* _YOUR OBJECTIVE_:
Your task is to restate exactly the lines from the one holding "positive clicks: (25, 19)" to the end of the entries below, inclusive.

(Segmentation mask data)
-- Opening Marker --

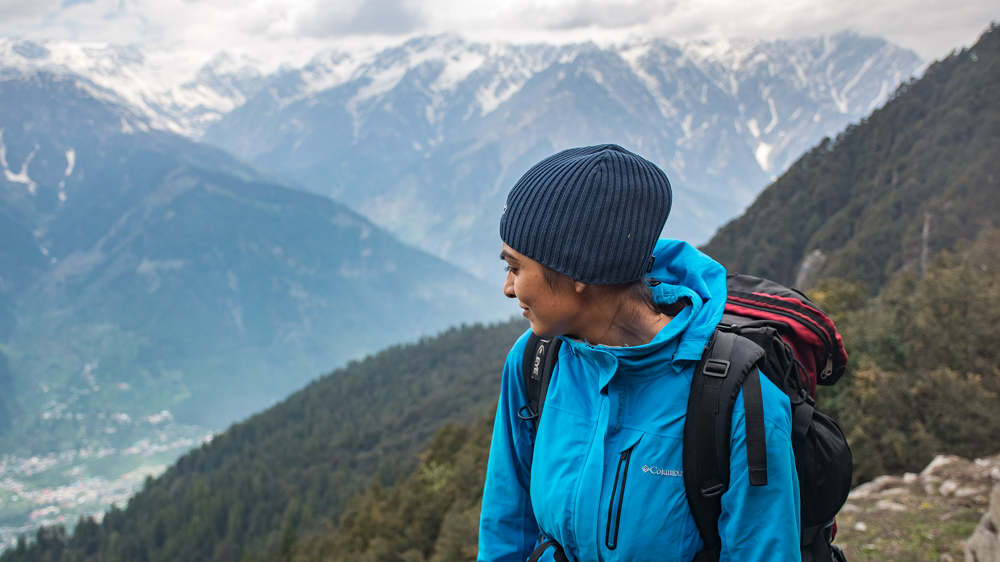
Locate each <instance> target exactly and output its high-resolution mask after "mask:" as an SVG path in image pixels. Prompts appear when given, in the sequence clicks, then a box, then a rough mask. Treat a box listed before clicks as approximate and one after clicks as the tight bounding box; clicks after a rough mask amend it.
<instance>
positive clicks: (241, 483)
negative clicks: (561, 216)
mask: <svg viewBox="0 0 1000 562" xmlns="http://www.w3.org/2000/svg"><path fill="white" fill-rule="evenodd" d="M998 32H1000V30H998V28H997V26H992V27H991V28H990V29H989V30H988V31H987V33H985V34H984V35H983V37H982V38H980V40H979V42H978V43H977V44H976V45H975V46H974V47H972V48H971V49H968V50H965V51H962V52H960V53H955V54H953V55H952V56H950V57H948V58H946V59H945V60H942V61H939V62H937V63H935V64H934V65H932V66H931V67H930V68H929V69H928V71H927V73H926V75H925V76H924V77H923V78H921V79H920V80H918V81H914V82H909V83H907V84H906V85H905V86H904V87H903V88H901V89H899V90H897V91H896V92H895V94H894V96H893V98H892V99H891V101H889V102H888V103H887V105H886V107H885V108H884V109H882V110H879V111H877V112H875V113H874V114H873V115H872V116H871V117H870V118H868V119H866V120H864V121H863V122H862V123H860V124H858V125H856V126H852V127H849V128H848V129H847V130H846V131H845V132H843V134H841V135H839V136H838V138H837V139H836V140H833V141H830V140H827V141H824V142H822V143H820V144H819V145H818V146H817V147H815V148H814V149H813V150H811V151H809V152H808V153H807V154H806V155H804V156H803V157H801V158H800V159H799V160H797V161H795V162H794V163H793V164H792V166H791V167H790V168H789V170H788V171H786V172H785V173H784V174H783V175H782V177H781V178H779V179H778V180H777V181H776V182H775V183H774V184H772V185H771V186H769V187H768V188H767V189H766V190H765V191H764V193H763V194H762V195H761V197H760V198H759V199H758V201H757V203H755V205H754V206H752V207H751V209H750V210H748V212H747V213H746V215H745V216H744V217H742V218H740V219H738V220H736V221H734V222H732V223H730V224H729V225H728V226H727V227H726V228H724V229H723V230H722V231H721V232H720V233H719V234H718V235H717V236H716V238H715V239H713V240H712V241H711V242H710V243H709V244H707V245H706V246H705V249H706V250H707V251H709V252H710V253H712V255H715V256H717V257H718V258H719V259H721V260H723V261H725V262H727V263H730V265H732V264H733V263H736V264H737V265H739V266H741V267H742V266H753V265H754V263H753V262H752V261H751V262H749V263H748V262H746V261H739V260H742V259H744V258H742V257H741V254H742V253H746V252H750V253H753V252H757V250H758V249H759V248H766V247H768V246H770V247H771V252H770V253H768V252H764V251H760V252H758V253H757V254H756V257H757V259H761V260H763V258H764V257H766V256H768V255H773V256H774V259H773V260H772V261H771V262H766V261H761V264H760V267H761V272H766V271H769V270H767V269H765V268H768V267H771V268H773V271H774V272H776V273H775V277H778V276H779V275H781V276H784V277H778V278H779V279H782V280H786V279H787V278H789V277H794V276H795V271H796V268H797V267H800V265H801V264H802V263H804V262H805V261H806V258H808V256H810V255H812V254H811V252H809V250H810V248H811V247H812V246H811V245H812V242H814V241H815V240H824V241H825V243H826V244H827V245H826V246H823V247H822V248H823V250H822V251H823V253H825V254H827V255H836V252H840V251H845V252H847V253H845V255H847V256H851V255H852V254H850V252H852V251H854V250H852V249H851V248H853V247H857V248H864V249H866V250H867V251H869V252H870V253H871V254H872V255H874V256H889V259H891V260H895V262H894V263H896V265H897V267H896V269H895V270H894V271H891V272H889V273H891V274H892V275H893V276H894V278H893V281H892V282H891V283H890V284H889V285H885V284H884V280H885V277H884V276H883V275H885V272H886V271H888V268H882V269H879V270H877V271H876V273H875V275H877V277H875V278H874V279H875V280H876V281H878V280H881V281H882V282H880V283H877V284H875V283H873V285H874V286H875V287H876V288H878V287H882V298H880V299H875V300H869V299H867V298H866V297H865V295H864V292H865V290H864V289H863V288H859V287H861V286H860V285H853V284H849V283H845V282H843V281H837V280H828V283H827V284H824V285H821V288H820V289H819V292H818V293H812V296H813V297H814V298H815V299H816V301H817V302H818V303H820V304H821V306H823V307H824V309H825V310H826V311H827V312H828V313H830V314H831V315H832V316H833V317H835V318H836V321H837V322H838V326H840V327H841V329H842V330H843V331H844V333H845V338H846V340H845V341H846V342H847V345H849V346H852V347H851V353H852V355H853V354H854V353H855V351H856V350H857V351H860V352H862V353H859V356H860V355H865V356H867V359H866V360H863V361H858V360H857V357H855V359H854V363H853V365H854V366H852V369H857V371H852V374H850V375H848V376H847V377H845V378H844V379H843V380H842V381H841V382H840V384H838V385H837V386H835V387H830V388H825V389H824V392H823V394H822V395H821V396H820V397H819V398H820V405H821V406H822V407H823V408H824V409H825V410H826V411H829V412H831V413H833V414H834V415H835V416H837V417H838V418H839V419H840V420H841V422H842V423H844V424H845V425H844V428H845V433H846V434H848V435H849V436H850V437H849V438H850V439H852V440H853V441H852V448H854V449H855V450H856V451H857V453H858V454H857V455H856V456H855V461H856V467H861V468H864V469H865V471H864V472H861V474H863V475H867V476H866V477H872V476H874V475H877V474H882V473H884V471H882V470H878V471H875V472H871V471H870V470H869V469H871V468H872V467H875V466H876V465H878V466H879V467H883V466H891V467H893V469H894V470H895V469H896V468H899V469H900V470H912V469H914V467H917V468H916V469H917V470H919V467H922V466H925V465H926V461H927V458H929V457H928V456H929V455H933V454H934V453H936V452H938V451H932V450H930V449H929V448H928V447H926V445H927V444H935V446H940V447H941V448H943V449H944V450H951V449H958V450H961V451H962V452H963V454H968V453H970V452H971V453H973V454H979V453H980V452H989V451H985V449H987V448H989V447H994V448H995V439H992V437H993V436H995V434H996V429H995V428H996V427H1000V417H998V416H997V413H996V408H995V407H994V406H995V404H994V402H995V396H996V389H997V385H998V381H997V376H996V374H997V373H1000V370H998V368H997V365H998V363H997V362H998V360H1000V355H998V354H997V351H996V346H995V345H994V344H993V342H994V341H995V339H996V338H995V334H994V332H995V331H996V330H995V326H997V321H996V314H997V312H996V311H997V310H998V308H997V305H998V303H1000V292H998V291H997V283H996V275H995V274H994V273H991V272H995V271H996V267H997V264H998V263H1000V256H998V254H997V248H998V247H1000V246H998V245H997V243H996V240H997V237H998V234H997V232H996V231H995V230H991V227H996V226H998V223H997V217H998V216H1000V209H997V207H996V202H995V199H996V197H995V195H996V193H997V190H996V184H995V183H993V181H992V178H995V177H998V176H997V175H995V174H996V173H997V172H998V171H997V170H996V165H997V164H996V158H995V154H996V153H997V149H996V142H997V134H996V131H1000V127H997V126H996V119H997V115H998V111H997V100H998V99H1000V97H998V96H996V95H995V93H996V91H997V84H996V81H997V77H998V76H1000V72H997V71H996V70H997V64H998V62H1000V40H998V37H1000V36H998ZM859 139H860V140H859ZM861 141H864V142H861ZM876 141H879V142H876ZM874 149H878V150H874ZM956 151H958V152H956ZM959 152H961V153H962V154H959ZM869 153H870V154H871V161H881V160H885V159H886V158H891V159H892V160H891V161H887V162H888V163H889V164H891V165H889V167H888V168H881V170H882V173H883V174H884V173H886V172H887V171H888V176H886V175H876V176H874V177H875V178H881V181H882V182H884V185H881V184H876V185H873V183H872V179H873V177H872V176H869V175H868V174H869V172H871V171H872V170H873V168H870V167H869V159H868V158H866V157H864V155H865V154H869ZM956 159H957V160H956ZM956 166H957V167H958V168H960V170H959V171H958V172H956V171H955V167H956ZM910 167H914V168H916V169H917V170H918V171H919V174H918V173H913V174H911V175H909V176H906V174H907V173H908V172H907V170H908V169H909V168H910ZM966 168H968V169H969V172H970V173H969V174H968V175H963V173H962V171H961V170H962V169H966ZM878 169H880V168H874V170H878ZM893 170H895V172H896V173H895V174H893V173H891V172H892V171H893ZM805 172H808V173H809V174H812V175H811V176H808V175H802V174H804V173H805ZM923 175H926V177H927V178H930V180H928V181H931V180H933V181H938V180H942V181H944V180H947V179H948V178H953V180H951V181H952V183H943V184H942V185H943V192H942V193H943V194H946V195H947V198H946V199H943V200H935V199H931V200H930V203H921V202H920V201H921V200H922V198H924V197H925V196H926V195H927V190H926V188H925V187H924V185H923V184H922V183H920V180H921V177H922V176H923ZM803 178H806V179H809V178H811V180H810V181H804V179H803ZM859 178H860V180H859ZM821 179H822V180H824V181H819V180H821ZM852 186H857V187H856V188H852ZM841 194H842V196H843V197H844V198H846V199H847V201H846V202H845V201H841V200H839V199H837V197H839V196H841ZM911 194H912V197H911ZM932 197H933V194H932ZM931 203H933V204H934V205H933V206H932V207H930V208H929V210H927V209H928V208H927V207H922V206H921V205H924V204H931ZM980 207H981V208H980ZM977 208H978V211H977V213H978V214H975V213H972V212H971V210H972V209H977ZM939 209H940V211H941V212H942V216H948V217H949V218H948V219H947V220H944V221H941V222H935V221H939V220H940V219H938V218H933V217H932V219H931V222H930V223H931V224H933V225H941V224H944V225H952V226H953V227H954V226H956V225H957V226H958V227H960V228H953V229H951V230H945V229H941V228H940V226H935V227H933V228H935V229H940V230H941V231H942V232H947V233H948V234H947V236H942V240H943V241H947V242H941V244H942V245H941V246H935V247H934V248H933V251H935V252H937V256H936V257H935V259H933V260H932V263H931V265H929V266H928V268H927V269H926V271H925V272H924V273H925V275H923V277H922V278H921V276H920V275H919V274H918V273H919V272H920V269H919V268H920V265H917V264H914V259H913V257H912V256H911V255H908V254H905V253H899V252H900V250H899V248H900V246H901V245H902V246H905V247H907V248H908V246H907V244H908V242H907V238H906V237H905V236H902V237H900V236H897V235H899V233H901V232H909V231H911V230H912V228H911V226H912V225H913V224H927V223H928V219H927V218H926V217H927V215H926V213H927V212H932V213H933V212H937V211H938V210H939ZM951 209H955V211H954V214H953V215H948V214H947V213H952V211H951ZM845 210H846V211H845ZM921 213H923V215H921ZM966 219H967V220H968V222H967V224H966V222H965V221H966ZM827 220H829V222H826V221H827ZM881 222H884V223H886V227H885V228H874V227H872V225H876V226H877V225H878V223H881ZM845 223H847V224H853V225H857V228H854V229H853V230H843V226H842V225H844V224H845ZM831 225H832V226H831ZM899 225H903V226H904V227H905V228H900V227H899ZM834 227H836V228H834ZM980 230H981V231H982V234H979V236H978V241H976V242H975V243H971V242H970V240H971V239H972V238H975V237H976V235H977V233H979V231H980ZM923 231H926V229H924V230H923ZM923 231H922V232H923ZM820 232H840V233H841V235H840V237H839V238H835V237H828V238H823V237H817V233H820ZM932 232H934V231H932ZM845 233H846V234H845ZM779 235H780V236H779ZM921 236H922V238H927V236H923V235H921ZM838 240H839V243H840V246H837V245H836V244H837V241H838ZM949 245H950V247H951V248H955V249H957V251H956V252H955V253H950V252H947V251H946V252H938V250H942V249H943V250H949ZM730 246H732V247H733V249H729V248H730ZM845 248H846V250H844V249H845ZM907 251H909V250H907ZM893 256H895V257H893ZM823 263H828V264H834V263H840V264H843V263H844V260H836V261H834V260H832V259H830V261H828V262H823V261H822V260H820V265H819V266H815V267H817V269H816V271H817V272H818V273H817V274H818V275H831V274H837V275H849V274H850V273H851V271H852V270H851V269H849V268H848V269H845V268H843V267H842V265H840V266H838V268H829V269H826V268H825V267H827V266H824V265H823ZM862 263H864V262H862ZM918 263H919V262H918ZM845 272H846V273H845ZM900 273H902V274H901V275H900ZM910 273H913V274H910ZM524 327H525V326H524V324H523V323H522V322H509V323H504V324H498V325H493V326H490V327H482V326H475V327H465V328H463V329H460V330H451V331H448V332H446V333H444V334H442V335H440V336H439V337H436V338H431V339H425V340H421V341H419V342H417V343H415V344H411V345H407V346H397V347H393V348H391V349H387V350H385V351H384V352H382V353H379V354H377V355H374V356H371V357H369V358H366V359H365V360H363V361H360V362H354V363H351V364H349V365H347V366H346V367H344V368H343V369H338V370H337V371H335V372H334V373H332V374H330V375H329V376H326V377H323V378H322V379H320V380H318V381H316V382H314V383H312V384H310V385H309V386H308V387H306V388H305V389H303V390H302V391H300V392H297V393H295V394H294V395H293V396H291V397H290V398H289V399H288V400H287V401H285V402H283V403H281V404H278V405H277V406H275V407H274V408H271V409H269V410H268V411H266V412H262V413H261V414H258V415H256V416H253V417H252V418H250V419H248V420H245V421H244V422H241V423H239V424H236V425H235V426H233V427H232V428H231V429H230V430H229V431H227V432H225V433H223V434H221V435H220V436H218V437H217V438H216V439H214V440H213V441H212V442H211V443H210V444H205V445H204V446H202V447H199V448H198V449H196V450H194V451H192V452H191V453H190V454H188V455H186V456H184V457H182V458H181V459H180V460H179V461H178V462H177V463H176V465H175V466H173V467H171V468H170V469H169V470H168V471H167V472H166V473H165V474H164V475H163V476H162V477H160V478H158V479H155V480H150V481H149V482H148V483H147V486H146V489H145V490H144V491H143V492H141V493H139V494H137V495H136V496H135V497H134V498H133V499H132V500H131V501H130V502H129V505H128V507H127V508H126V509H119V508H115V509H112V510H110V511H109V512H108V513H107V515H106V516H105V517H104V519H103V521H101V522H96V521H93V520H84V521H83V523H82V524H81V525H79V526H78V527H77V530H76V532H75V533H74V534H73V536H72V537H69V538H67V537H66V536H65V535H59V534H58V532H55V531H53V530H51V529H50V530H49V531H44V532H42V533H40V534H39V535H38V537H39V542H38V543H37V544H35V545H34V546H28V545H27V544H25V546H23V547H21V546H19V547H18V548H16V549H11V550H9V551H7V552H6V553H4V555H3V561H4V562H15V561H16V562H20V561H29V560H31V561H34V560H86V561H88V562H97V561H106V562H111V561H117V560H136V559H142V560H178V559H184V560H193V559H204V560H220V561H228V560H233V561H236V560H297V561H311V560H319V559H330V558H331V557H334V558H338V559H339V558H344V559H352V560H353V559H365V560H399V559H405V560H428V559H430V560H469V559H474V558H475V554H476V553H475V544H476V541H475V533H476V528H477V527H476V521H477V520H478V507H479V506H478V504H477V500H478V498H479V497H480V496H479V494H478V493H477V492H478V491H479V490H478V486H480V485H481V478H482V474H483V473H484V467H483V464H482V461H483V458H484V451H485V447H486V440H488V435H489V431H488V425H489V424H488V421H483V419H482V418H486V419H487V420H488V417H489V414H490V410H492V408H493V407H494V405H495V400H494V399H493V398H491V396H495V393H496V389H497V388H498V387H497V385H498V384H499V376H500V372H499V369H500V364H501V362H502V361H503V357H504V353H505V352H506V350H507V348H508V347H509V346H510V345H511V342H512V341H513V340H514V339H515V338H516V337H517V335H518V333H520V332H521V331H522V330H523V329H524ZM858 365H860V367H858ZM859 371H863V373H862V374H859V375H858V376H853V374H854V373H857V372H859ZM973 372H974V373H982V375H980V374H970V373H973ZM900 381H903V382H904V383H905V384H899V383H900ZM491 393H492V394H491ZM480 416H482V417H481V418H480V420H481V421H480V423H478V424H475V425H474V426H473V427H472V429H471V431H466V430H462V429H459V428H457V427H455V426H446V427H445V428H444V429H443V430H442V431H441V432H440V433H439V434H438V437H437V438H436V439H435V440H434V442H433V444H432V446H431V448H430V450H428V451H427V453H425V454H424V455H422V456H420V457H417V456H416V455H414V452H415V451H417V450H420V449H422V448H424V447H425V446H426V445H427V443H428V442H429V435H430V434H431V432H432V430H433V428H434V427H437V426H440V425H441V424H442V423H443V422H445V421H448V420H457V421H462V422H466V421H468V420H470V419H473V418H475V417H480ZM425 450H426V449H425ZM994 450H995V449H994ZM418 460H419V461H423V462H421V463H420V465H419V467H418V468H417V470H416V471H415V472H413V473H412V475H411V476H410V477H409V478H406V479H405V480H404V479H403V478H401V477H402V476H403V475H405V474H407V473H409V472H410V471H411V469H413V467H414V466H417V465H418ZM866 463H867V464H866ZM392 481H396V482H398V483H399V484H398V485H397V486H394V487H393V488H391V489H387V488H385V485H386V484H388V483H390V482H392ZM366 482H369V483H370V485H369V487H368V489H367V491H363V488H364V485H365V483H366ZM956 488H957V486H956ZM942 489H943V488H942ZM930 490H931V492H934V491H935V490H934V488H933V487H932V488H931V489H930ZM931 492H928V493H931ZM942 493H943V492H942ZM949 493H950V492H949ZM957 495H958V494H956V497H957ZM962 501H968V500H967V499H965V498H963V500H962ZM968 519H969V520H972V519H973V518H971V517H969V518H968ZM855 530H856V531H858V532H862V531H864V529H861V528H860V527H858V528H855ZM930 536H931V535H930V534H929V533H928V537H930ZM935 536H936V535H935ZM928 540H931V539H930V538H928ZM445 547H447V548H445Z"/></svg>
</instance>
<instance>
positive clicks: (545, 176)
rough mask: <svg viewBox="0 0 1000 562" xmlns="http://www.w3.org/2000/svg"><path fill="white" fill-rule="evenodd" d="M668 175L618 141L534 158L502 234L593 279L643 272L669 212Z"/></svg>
mask: <svg viewBox="0 0 1000 562" xmlns="http://www.w3.org/2000/svg"><path fill="white" fill-rule="evenodd" d="M670 203H671V194H670V181H669V180H667V176H666V174H664V173H663V171H662V170H660V169H659V168H657V167H656V165H655V164H653V163H652V162H650V161H648V160H646V159H644V158H642V157H641V156H637V155H635V154H633V153H631V152H629V151H627V150H625V149H624V148H622V147H620V146H618V145H615V144H605V145H601V146H586V147H582V148H571V149H569V150H564V151H562V152H560V153H558V154H556V155H554V156H550V157H548V158H546V159H545V160H542V161H541V162H539V163H538V164H535V166H534V167H532V168H531V169H530V170H528V172H527V173H526V174H524V176H522V177H521V179H520V180H518V182H517V184H515V185H514V188H513V189H511V190H510V193H509V194H508V195H507V205H506V207H504V213H503V216H501V217H500V238H501V239H502V240H503V241H504V242H505V243H506V244H507V245H508V246H510V247H511V248H513V249H515V250H517V251H518V252H520V253H522V254H524V255H526V256H528V257H529V258H531V259H533V260H535V261H537V262H539V263H541V264H542V265H545V266H547V267H549V268H551V269H554V270H555V271H558V272H559V273H563V274H565V275H568V276H570V277H571V278H573V279H574V280H576V281H580V282H583V283H587V284H589V285H610V284H615V283H629V282H632V281H637V280H639V279H641V278H642V277H643V275H644V274H645V273H646V270H647V268H648V267H649V265H650V255H651V254H652V252H653V247H654V246H655V245H656V240H657V238H659V236H660V231H662V230H663V224H664V223H665V222H666V221H667V215H669V214H670Z"/></svg>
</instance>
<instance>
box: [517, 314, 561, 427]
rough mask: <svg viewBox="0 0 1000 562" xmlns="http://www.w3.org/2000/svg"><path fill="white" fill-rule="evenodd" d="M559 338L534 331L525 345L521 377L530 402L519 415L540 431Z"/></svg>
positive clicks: (528, 398) (521, 372)
mask: <svg viewBox="0 0 1000 562" xmlns="http://www.w3.org/2000/svg"><path fill="white" fill-rule="evenodd" d="M561 345H562V340H560V339H559V338H549V339H543V338H541V337H539V336H536V335H535V334H534V333H532V334H531V336H529V337H528V342H527V343H526V344H525V345H524V364H523V365H522V366H521V377H522V378H523V379H524V388H525V391H526V392H527V395H528V403H527V404H525V405H524V406H522V407H521V409H520V410H519V411H518V413H517V415H518V417H520V418H521V419H522V420H526V421H530V422H531V424H532V428H533V429H534V430H535V431H538V422H539V421H540V419H541V415H542V408H543V406H544V405H545V395H546V394H547V393H548V389H549V381H550V380H552V371H554V370H555V368H556V359H558V358H559V346H561Z"/></svg>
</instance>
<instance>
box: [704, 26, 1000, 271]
mask: <svg viewBox="0 0 1000 562" xmlns="http://www.w3.org/2000/svg"><path fill="white" fill-rule="evenodd" d="M998 100H1000V32H998V28H997V26H996V25H994V26H992V27H991V28H990V29H988V30H987V31H986V32H985V33H984V34H983V36H982V37H981V38H980V39H979V41H978V42H977V43H976V44H975V45H974V46H973V47H972V48H970V49H966V50H963V51H962V52H960V53H955V54H953V55H952V56H950V57H948V58H946V59H944V60H942V61H940V62H937V63H935V64H933V65H932V66H931V67H930V68H928V69H927V71H926V72H925V73H924V76H923V77H922V78H921V79H920V80H917V81H914V82H911V83H908V84H906V85H904V86H902V87H901V88H900V89H899V90H897V92H896V93H895V95H894V96H893V99H892V100H891V101H889V102H888V103H887V104H886V105H885V107H883V108H881V109H879V110H876V111H875V112H874V113H873V114H872V115H871V117H869V118H868V119H866V120H864V121H862V122H861V123H860V124H858V125H856V126H851V127H849V128H848V129H847V130H846V131H845V132H844V133H843V134H841V135H839V136H838V137H837V139H836V140H835V141H830V140H829V139H827V140H826V141H824V142H823V143H821V144H820V145H819V146H817V147H816V148H814V149H813V150H812V151H810V152H809V153H808V154H806V155H805V156H803V157H802V158H801V159H799V160H798V161H797V162H796V163H795V164H793V165H792V166H791V167H790V168H789V170H788V172H786V173H785V174H784V175H782V177H781V178H779V179H778V180H777V181H775V182H774V183H773V184H772V185H771V186H770V187H768V188H767V189H766V190H765V191H764V192H763V193H761V195H760V197H759V198H758V199H757V201H755V202H754V204H753V205H751V206H750V208H749V209H747V212H746V213H745V214H744V215H743V216H741V217H740V218H738V219H736V220H734V221H732V222H731V223H729V224H728V225H726V226H725V227H723V228H722V229H720V231H719V233H718V234H717V235H716V236H715V237H714V238H713V239H712V240H711V242H709V243H708V244H706V245H705V247H704V248H703V250H704V251H706V252H707V253H708V254H709V255H711V256H712V257H714V258H715V259H717V260H719V261H720V262H722V263H723V264H724V265H726V267H728V268H729V269H730V270H733V271H740V272H742V273H749V274H753V275H760V276H763V277H769V278H771V279H775V280H777V281H780V282H783V283H788V284H799V285H802V286H807V285H809V284H810V283H811V282H812V281H815V280H818V279H822V278H824V277H840V278H842V279H846V280H850V281H862V282H864V283H866V284H867V285H868V287H869V288H870V289H871V290H872V291H876V290H877V289H878V288H879V287H881V286H882V285H883V284H884V283H885V282H886V280H887V279H888V278H889V276H890V275H891V274H892V273H893V272H895V271H897V270H898V269H900V268H918V267H920V261H921V256H922V255H923V254H924V252H925V250H924V247H925V244H924V240H925V239H926V247H927V250H926V252H928V253H934V252H936V251H938V250H941V249H951V248H954V247H955V246H956V244H958V243H959V242H960V241H962V240H971V239H973V238H974V237H975V236H976V233H977V232H979V230H980V229H981V228H983V227H984V226H994V227H996V226H998V225H1000V198H998V197H997V195H998V193H1000V160H998V159H997V155H998V154H1000V103H998ZM925 232H926V233H927V236H926V238H925V235H924V233H925ZM803 264H808V265H807V266H806V268H805V271H803Z"/></svg>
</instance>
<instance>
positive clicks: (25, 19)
mask: <svg viewBox="0 0 1000 562" xmlns="http://www.w3.org/2000/svg"><path fill="white" fill-rule="evenodd" d="M58 7H59V0H0V24H5V23H11V22H19V21H25V20H31V19H34V18H38V17H40V16H44V15H45V14H48V13H49V12H52V11H53V10H55V9H57V8H58Z"/></svg>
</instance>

-- Closing Marker --

* _EXPECTED ANSWER_:
positive clicks: (25, 19)
mask: <svg viewBox="0 0 1000 562" xmlns="http://www.w3.org/2000/svg"><path fill="white" fill-rule="evenodd" d="M58 7H59V0H0V24H5V23H11V22H19V21H25V20H31V19H34V18H38V17H40V16H44V15H45V14H48V13H49V12H52V11H53V10H55V9H57V8H58Z"/></svg>
</instance>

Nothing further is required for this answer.